##### DATA EXCERPTS

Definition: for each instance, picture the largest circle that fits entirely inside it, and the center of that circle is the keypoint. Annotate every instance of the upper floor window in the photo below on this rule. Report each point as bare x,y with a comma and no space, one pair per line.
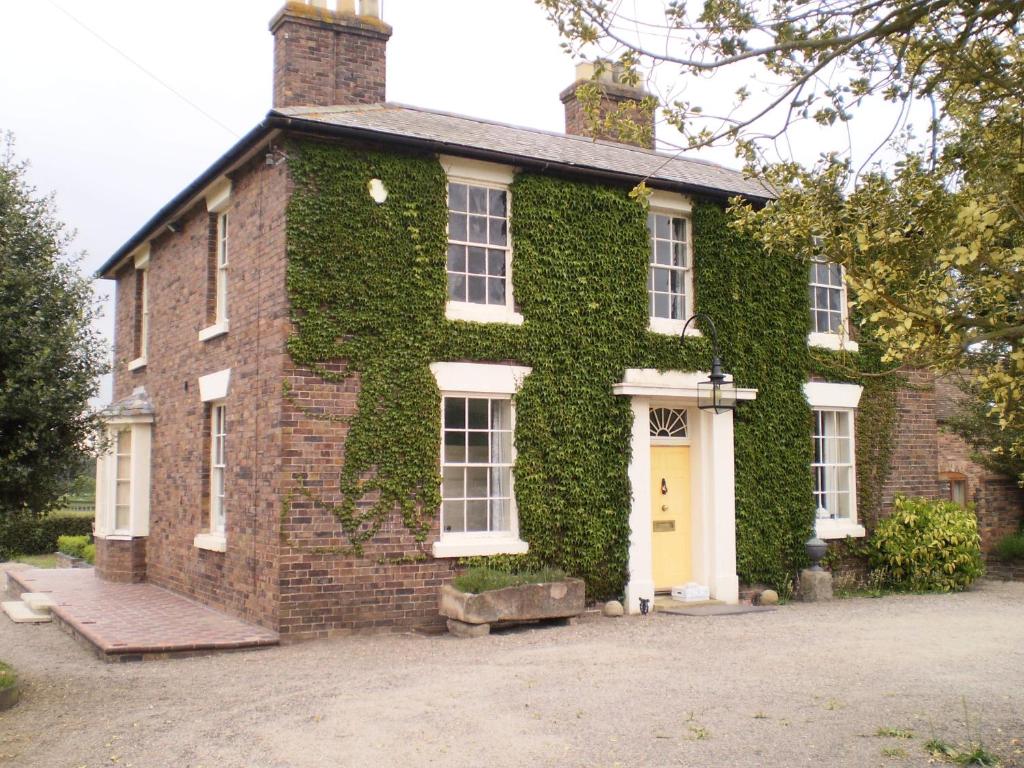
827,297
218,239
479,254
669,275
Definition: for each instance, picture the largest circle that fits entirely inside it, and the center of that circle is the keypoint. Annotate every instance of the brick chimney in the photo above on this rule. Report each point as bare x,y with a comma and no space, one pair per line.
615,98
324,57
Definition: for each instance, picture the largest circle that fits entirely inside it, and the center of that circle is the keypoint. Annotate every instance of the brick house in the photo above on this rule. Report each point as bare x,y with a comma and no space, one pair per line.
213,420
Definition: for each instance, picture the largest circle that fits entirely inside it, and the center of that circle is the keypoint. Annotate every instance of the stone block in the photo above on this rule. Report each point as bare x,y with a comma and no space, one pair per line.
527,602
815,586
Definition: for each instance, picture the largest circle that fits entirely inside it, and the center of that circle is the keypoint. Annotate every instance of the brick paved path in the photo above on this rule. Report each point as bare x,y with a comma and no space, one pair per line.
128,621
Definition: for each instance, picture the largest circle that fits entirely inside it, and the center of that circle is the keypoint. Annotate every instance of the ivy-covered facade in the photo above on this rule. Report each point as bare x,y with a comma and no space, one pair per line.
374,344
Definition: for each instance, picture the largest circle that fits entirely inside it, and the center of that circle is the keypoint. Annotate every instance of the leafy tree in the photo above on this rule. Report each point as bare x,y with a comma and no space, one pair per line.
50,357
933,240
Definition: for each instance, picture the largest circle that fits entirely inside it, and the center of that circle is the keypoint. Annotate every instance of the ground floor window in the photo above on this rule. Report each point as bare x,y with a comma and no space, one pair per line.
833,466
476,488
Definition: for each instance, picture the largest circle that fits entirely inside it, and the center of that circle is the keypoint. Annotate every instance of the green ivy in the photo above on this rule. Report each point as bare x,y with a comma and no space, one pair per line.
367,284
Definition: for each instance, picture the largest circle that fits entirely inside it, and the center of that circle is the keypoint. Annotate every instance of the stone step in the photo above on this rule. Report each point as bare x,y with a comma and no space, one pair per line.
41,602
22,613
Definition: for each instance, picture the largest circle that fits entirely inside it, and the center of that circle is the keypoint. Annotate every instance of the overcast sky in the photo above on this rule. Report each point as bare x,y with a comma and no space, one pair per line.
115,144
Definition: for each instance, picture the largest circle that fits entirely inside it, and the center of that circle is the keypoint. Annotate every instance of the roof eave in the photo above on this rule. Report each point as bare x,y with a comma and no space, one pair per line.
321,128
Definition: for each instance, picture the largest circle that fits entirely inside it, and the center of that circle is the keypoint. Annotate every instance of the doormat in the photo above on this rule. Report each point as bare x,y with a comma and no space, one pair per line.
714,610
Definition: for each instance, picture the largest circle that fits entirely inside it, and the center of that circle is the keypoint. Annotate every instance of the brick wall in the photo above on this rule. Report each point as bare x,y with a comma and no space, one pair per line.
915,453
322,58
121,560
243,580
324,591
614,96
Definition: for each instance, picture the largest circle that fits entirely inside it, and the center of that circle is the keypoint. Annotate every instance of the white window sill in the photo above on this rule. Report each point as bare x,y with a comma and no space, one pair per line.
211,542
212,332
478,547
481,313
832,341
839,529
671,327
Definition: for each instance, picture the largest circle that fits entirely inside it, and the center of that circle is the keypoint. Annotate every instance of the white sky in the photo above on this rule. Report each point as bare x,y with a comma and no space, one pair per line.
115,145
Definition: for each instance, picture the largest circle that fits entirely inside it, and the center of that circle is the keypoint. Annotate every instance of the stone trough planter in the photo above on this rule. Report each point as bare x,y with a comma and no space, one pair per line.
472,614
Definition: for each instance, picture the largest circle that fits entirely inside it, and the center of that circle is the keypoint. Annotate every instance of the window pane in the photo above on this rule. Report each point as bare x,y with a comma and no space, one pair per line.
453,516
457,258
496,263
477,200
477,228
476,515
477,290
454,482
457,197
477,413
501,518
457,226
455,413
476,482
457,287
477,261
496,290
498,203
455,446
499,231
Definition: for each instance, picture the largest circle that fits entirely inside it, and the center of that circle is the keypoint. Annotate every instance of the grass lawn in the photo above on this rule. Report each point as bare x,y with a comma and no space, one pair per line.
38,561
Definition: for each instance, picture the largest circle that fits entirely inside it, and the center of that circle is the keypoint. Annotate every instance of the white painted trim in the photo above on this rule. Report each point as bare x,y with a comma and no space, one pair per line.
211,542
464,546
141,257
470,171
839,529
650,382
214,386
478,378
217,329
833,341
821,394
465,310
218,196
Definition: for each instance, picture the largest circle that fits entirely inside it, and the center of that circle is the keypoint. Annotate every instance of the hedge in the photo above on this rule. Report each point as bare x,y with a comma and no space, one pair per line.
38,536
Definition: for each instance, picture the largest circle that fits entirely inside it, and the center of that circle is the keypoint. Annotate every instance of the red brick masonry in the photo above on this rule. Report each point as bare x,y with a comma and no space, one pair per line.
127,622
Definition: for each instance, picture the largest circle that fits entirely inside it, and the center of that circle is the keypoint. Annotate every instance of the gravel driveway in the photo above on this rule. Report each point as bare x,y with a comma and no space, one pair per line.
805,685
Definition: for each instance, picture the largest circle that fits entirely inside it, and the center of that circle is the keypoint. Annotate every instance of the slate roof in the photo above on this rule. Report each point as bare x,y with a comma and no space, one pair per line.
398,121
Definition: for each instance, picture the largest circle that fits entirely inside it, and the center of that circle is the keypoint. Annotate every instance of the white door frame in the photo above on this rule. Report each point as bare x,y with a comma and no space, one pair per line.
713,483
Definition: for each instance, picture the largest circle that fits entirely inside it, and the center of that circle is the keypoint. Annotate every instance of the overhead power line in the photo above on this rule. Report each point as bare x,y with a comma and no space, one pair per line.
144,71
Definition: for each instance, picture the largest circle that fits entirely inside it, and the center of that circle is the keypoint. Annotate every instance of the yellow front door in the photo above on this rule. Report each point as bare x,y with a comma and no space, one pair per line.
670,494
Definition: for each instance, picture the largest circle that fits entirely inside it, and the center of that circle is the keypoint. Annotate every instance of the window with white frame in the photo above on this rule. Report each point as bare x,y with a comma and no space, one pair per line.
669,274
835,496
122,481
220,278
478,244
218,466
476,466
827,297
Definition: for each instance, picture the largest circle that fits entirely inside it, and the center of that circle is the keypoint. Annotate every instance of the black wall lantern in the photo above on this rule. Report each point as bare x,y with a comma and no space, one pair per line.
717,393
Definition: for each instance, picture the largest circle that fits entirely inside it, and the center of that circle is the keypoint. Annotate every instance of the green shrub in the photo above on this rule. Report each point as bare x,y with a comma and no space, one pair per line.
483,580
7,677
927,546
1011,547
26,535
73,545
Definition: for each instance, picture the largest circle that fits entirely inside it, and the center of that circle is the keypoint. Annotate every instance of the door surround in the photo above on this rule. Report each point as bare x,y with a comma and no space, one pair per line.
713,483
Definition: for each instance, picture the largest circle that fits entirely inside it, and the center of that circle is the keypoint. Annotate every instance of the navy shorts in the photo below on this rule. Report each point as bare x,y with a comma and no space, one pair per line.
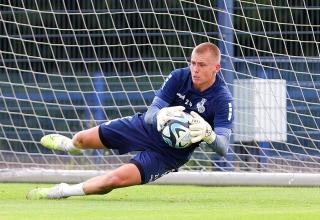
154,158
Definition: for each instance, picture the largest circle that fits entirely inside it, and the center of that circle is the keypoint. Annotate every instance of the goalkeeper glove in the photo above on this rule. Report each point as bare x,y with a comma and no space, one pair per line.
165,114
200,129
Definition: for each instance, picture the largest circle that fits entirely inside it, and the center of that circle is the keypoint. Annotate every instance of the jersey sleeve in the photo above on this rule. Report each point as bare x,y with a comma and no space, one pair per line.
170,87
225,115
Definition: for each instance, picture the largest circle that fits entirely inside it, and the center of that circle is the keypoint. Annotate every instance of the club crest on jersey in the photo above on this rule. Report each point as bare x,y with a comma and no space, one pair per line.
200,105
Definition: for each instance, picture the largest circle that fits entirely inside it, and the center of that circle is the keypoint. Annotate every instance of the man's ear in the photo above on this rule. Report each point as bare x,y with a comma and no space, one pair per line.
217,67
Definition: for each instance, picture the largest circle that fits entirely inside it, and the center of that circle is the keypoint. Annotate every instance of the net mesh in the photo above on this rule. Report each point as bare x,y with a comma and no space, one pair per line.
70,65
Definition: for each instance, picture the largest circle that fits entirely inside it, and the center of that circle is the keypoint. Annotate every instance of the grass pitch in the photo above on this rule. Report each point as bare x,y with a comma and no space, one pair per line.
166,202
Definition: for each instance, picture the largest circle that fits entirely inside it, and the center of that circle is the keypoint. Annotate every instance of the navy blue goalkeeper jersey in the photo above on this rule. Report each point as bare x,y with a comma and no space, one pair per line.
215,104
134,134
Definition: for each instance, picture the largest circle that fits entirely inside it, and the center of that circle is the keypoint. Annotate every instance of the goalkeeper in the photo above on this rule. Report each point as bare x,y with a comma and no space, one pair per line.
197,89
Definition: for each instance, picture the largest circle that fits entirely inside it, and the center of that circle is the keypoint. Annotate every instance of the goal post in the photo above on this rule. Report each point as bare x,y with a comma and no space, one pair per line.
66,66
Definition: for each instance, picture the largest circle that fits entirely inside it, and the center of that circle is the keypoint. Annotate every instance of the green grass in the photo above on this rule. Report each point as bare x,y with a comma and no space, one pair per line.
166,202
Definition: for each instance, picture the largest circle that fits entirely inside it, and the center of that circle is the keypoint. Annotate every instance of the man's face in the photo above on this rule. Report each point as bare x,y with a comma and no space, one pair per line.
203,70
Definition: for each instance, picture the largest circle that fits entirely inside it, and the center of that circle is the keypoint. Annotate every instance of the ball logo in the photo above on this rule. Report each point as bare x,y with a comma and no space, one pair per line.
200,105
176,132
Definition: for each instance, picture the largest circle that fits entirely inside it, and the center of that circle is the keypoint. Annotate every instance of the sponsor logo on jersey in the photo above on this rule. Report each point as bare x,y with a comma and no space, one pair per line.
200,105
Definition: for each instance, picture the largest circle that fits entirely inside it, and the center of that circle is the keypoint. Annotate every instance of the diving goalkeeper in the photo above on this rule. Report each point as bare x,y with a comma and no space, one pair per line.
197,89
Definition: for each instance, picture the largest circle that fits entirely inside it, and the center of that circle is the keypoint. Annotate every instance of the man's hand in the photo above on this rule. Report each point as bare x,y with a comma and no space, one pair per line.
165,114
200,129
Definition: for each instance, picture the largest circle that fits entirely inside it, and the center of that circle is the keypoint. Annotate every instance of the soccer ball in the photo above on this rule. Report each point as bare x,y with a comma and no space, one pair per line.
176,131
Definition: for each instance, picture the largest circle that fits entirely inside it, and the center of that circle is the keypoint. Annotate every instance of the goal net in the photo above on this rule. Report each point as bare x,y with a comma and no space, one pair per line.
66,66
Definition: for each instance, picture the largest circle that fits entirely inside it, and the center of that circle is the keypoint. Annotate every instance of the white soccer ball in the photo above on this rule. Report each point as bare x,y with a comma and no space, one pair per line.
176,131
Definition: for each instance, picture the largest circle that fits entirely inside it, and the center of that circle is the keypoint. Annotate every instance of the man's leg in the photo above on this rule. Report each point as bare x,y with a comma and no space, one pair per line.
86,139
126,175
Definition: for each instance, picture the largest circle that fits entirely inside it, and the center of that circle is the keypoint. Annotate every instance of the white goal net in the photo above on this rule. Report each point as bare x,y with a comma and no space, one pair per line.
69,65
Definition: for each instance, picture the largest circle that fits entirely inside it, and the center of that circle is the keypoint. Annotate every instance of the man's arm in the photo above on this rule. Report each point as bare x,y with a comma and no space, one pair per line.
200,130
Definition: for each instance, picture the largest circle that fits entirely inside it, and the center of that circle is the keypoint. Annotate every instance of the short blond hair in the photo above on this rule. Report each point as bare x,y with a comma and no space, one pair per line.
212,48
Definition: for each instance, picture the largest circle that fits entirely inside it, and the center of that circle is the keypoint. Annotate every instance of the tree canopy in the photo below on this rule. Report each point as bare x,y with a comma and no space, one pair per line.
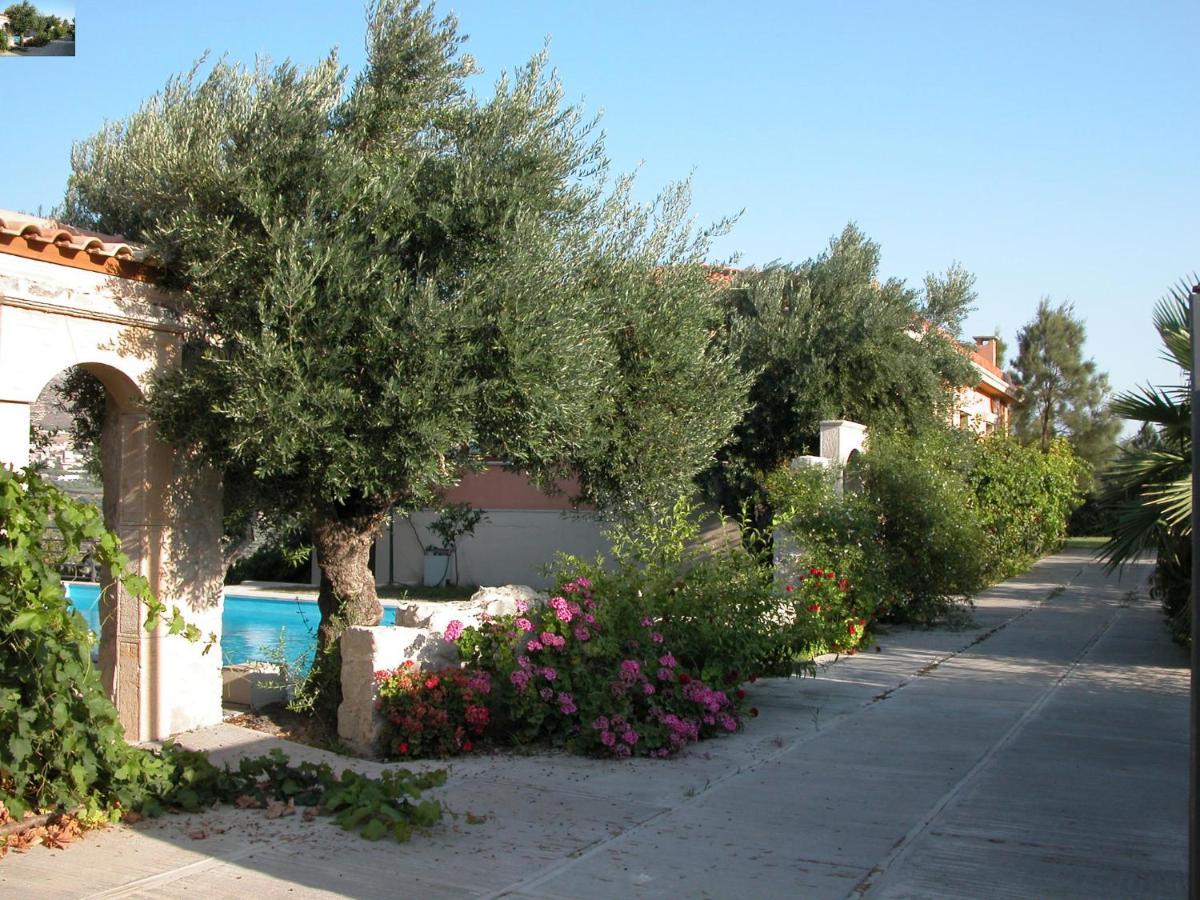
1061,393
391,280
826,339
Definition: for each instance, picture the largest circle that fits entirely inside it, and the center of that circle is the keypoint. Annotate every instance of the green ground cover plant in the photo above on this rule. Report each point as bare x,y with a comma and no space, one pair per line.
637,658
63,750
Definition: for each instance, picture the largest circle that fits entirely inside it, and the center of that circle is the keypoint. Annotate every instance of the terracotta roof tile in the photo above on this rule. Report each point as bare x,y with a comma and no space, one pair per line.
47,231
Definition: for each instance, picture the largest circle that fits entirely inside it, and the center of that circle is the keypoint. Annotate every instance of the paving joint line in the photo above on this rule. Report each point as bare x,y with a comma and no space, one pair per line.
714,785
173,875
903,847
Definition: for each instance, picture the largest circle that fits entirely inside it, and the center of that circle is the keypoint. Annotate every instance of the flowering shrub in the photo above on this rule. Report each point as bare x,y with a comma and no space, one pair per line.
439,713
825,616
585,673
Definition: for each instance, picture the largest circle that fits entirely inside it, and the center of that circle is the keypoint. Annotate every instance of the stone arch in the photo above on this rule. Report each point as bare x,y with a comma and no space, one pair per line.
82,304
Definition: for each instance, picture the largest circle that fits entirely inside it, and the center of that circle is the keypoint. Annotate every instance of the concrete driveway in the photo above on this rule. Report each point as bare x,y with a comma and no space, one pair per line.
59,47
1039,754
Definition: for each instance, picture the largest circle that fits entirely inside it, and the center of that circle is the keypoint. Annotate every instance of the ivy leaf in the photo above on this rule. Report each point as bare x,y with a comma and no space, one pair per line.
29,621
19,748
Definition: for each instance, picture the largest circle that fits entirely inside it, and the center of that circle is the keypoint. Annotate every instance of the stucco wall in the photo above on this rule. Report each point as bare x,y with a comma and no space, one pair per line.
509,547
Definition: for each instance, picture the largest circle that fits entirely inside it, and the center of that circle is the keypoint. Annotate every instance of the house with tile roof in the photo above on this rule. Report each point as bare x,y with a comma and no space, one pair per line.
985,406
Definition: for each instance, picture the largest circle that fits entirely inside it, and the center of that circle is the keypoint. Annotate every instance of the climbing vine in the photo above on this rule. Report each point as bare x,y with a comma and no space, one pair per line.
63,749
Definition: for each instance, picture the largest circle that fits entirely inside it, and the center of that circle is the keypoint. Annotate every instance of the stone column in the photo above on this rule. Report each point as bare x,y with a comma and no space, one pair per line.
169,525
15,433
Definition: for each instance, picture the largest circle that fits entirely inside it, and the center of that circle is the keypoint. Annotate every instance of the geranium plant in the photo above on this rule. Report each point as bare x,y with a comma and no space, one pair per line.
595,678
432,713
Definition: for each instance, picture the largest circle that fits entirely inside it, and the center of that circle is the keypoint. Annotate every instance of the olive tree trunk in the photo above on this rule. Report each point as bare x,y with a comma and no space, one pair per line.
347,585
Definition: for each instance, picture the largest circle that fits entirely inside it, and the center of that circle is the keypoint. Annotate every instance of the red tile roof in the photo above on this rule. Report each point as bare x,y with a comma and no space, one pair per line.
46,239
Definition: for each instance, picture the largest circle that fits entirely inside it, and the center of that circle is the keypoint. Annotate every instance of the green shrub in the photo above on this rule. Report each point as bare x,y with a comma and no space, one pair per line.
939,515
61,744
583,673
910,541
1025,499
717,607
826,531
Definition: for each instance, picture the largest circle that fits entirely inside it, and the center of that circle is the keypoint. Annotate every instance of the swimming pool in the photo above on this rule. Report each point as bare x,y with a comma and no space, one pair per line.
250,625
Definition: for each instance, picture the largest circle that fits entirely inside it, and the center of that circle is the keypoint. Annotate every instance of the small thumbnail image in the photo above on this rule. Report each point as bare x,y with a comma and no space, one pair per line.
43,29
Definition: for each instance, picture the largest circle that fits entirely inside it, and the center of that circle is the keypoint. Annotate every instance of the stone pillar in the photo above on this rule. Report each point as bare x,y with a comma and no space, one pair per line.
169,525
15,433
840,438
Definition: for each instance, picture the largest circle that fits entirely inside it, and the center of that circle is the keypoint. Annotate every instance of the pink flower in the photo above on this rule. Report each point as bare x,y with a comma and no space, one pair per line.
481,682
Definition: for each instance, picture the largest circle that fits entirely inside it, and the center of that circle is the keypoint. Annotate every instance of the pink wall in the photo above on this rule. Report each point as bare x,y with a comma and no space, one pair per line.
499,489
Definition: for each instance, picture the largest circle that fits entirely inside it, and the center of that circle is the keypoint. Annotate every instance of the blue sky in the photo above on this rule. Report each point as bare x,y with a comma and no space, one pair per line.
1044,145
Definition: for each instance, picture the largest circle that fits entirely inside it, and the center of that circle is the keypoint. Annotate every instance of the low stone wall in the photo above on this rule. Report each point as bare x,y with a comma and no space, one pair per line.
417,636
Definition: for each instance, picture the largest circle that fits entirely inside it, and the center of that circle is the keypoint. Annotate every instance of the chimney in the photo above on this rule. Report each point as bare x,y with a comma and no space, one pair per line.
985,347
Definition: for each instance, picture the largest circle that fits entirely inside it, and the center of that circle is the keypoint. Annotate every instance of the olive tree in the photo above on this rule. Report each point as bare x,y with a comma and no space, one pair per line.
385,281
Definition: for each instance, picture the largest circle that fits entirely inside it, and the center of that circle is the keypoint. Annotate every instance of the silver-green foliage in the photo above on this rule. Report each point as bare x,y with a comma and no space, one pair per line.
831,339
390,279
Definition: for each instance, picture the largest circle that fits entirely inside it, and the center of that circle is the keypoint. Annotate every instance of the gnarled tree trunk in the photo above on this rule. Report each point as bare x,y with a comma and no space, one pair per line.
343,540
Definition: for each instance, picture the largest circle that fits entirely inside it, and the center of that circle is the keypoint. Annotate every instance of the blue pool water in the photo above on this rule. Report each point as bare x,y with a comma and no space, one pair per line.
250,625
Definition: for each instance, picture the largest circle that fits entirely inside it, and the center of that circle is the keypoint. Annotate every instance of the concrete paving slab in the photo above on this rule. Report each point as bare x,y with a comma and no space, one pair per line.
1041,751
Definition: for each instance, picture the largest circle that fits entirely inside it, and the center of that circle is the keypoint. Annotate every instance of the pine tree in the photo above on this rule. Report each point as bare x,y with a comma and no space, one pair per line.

##########

= WHAT IS BEING ASKED =
Starting from the line with "the concrete paving" and ending with the final line of the data, quote every line exactly, both ends included.

= WRITTEN RESPONSE =
Definition: for each instance, picture the largest circle that fits entirely inside it, and the center of that circle is the keypoint. Annotate every instance of the concrete paving slab in the photo above on this rule. Report each point as bare x,y with a comma and no space, one pair per line.
1041,751
Definition: for each instance, picture the largest circle that fits entirely inside it, and the center of that circle is the keypoint. Annotate every instance of the pine tree in the photo above on this rule. Report each point as bare x,y with a comma and no space, one pair per line.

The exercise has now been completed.